--- Begin Data supplied ---

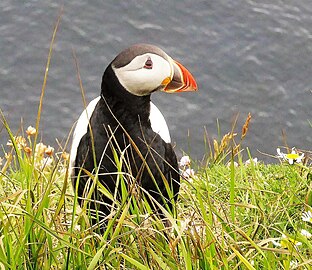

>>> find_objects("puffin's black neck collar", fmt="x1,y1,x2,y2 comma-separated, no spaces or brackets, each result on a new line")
101,65,151,120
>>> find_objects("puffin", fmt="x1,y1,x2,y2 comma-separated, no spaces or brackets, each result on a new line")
70,44,197,225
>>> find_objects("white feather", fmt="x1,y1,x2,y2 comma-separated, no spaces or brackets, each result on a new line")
113,53,172,96
69,96,101,173
150,102,171,143
69,96,171,173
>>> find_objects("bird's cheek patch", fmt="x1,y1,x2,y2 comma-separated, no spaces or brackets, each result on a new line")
161,77,171,86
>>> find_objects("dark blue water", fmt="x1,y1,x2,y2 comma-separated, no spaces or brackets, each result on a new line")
0,0,312,160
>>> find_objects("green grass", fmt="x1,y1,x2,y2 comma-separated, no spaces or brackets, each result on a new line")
0,11,312,270
0,127,312,269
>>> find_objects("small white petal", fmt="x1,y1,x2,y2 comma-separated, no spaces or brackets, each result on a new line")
300,229,312,238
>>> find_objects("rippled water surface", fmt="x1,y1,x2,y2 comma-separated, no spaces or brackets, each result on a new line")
0,0,312,159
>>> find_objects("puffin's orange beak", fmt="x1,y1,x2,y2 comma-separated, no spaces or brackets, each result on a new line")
164,61,197,93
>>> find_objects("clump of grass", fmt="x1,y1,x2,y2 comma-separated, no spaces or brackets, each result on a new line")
0,117,312,269
0,8,312,270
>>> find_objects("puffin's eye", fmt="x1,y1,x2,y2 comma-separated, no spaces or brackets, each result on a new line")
144,57,153,69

--- End Data supplied ---

What to work on: Output the material above line for line with no changes, omitting the pictures.

Output for this task:
>>> find_objects("puffin's black neck collar", fmt="x1,y1,x2,y2 comma-separated, no spaces or brackets, each result on a new line")
101,65,151,120
>>> find_objects("puffin", fmt="x1,y1,x2,y2 comma-separated, no spaces or brackets, each result on a new line")
70,44,197,225
>>> find_objects("white feather", fmt="x1,y1,x2,y2 comma-separated, no spaces or brackets, each result on a new line")
113,53,172,96
69,96,101,173
150,102,171,143
69,96,171,173
>>> find_objects("bird's cheek patch", fmt="x1,y1,x2,y2 comma-separated, no spaces or brackets, each result on a new line")
161,77,171,86
>>> find_objects("dark blue water", fmt="x1,y1,x2,y2 comma-separated, no spaces or brackets, each result on a new line")
0,0,312,160
>>> find_objects("green grass", fmt="x1,y1,x2,y2 comma-separated, no spaces or brackets, each result on a new line")
0,11,312,270
0,127,312,269
>>> find_objects("small white petal", fmt="x1,y1,x2,y2 comma-separated, no spaces or brackets, each result on a new line")
300,229,312,238
>>> find_objects("rippled water surface", fmt="x1,y1,x2,y2 comma-separated, no spaces or brackets, each result on a new line")
0,0,312,159
>>> find_objects("puffin's orange beak", fmt="x1,y1,x2,y2 comma-separated, no spaces or brackets, each result on a new line")
164,61,197,93
>>> find_objects("clump of grass", fmt="x1,y1,x2,y2 comma-separated, no spaces or brackets, each result on a new line")
0,117,312,269
0,8,312,270
>>> find_objects("puffin's eye", fmt="x1,y1,x2,y2 comma-separated, no spaces or brackets, each result on a new line")
144,57,153,69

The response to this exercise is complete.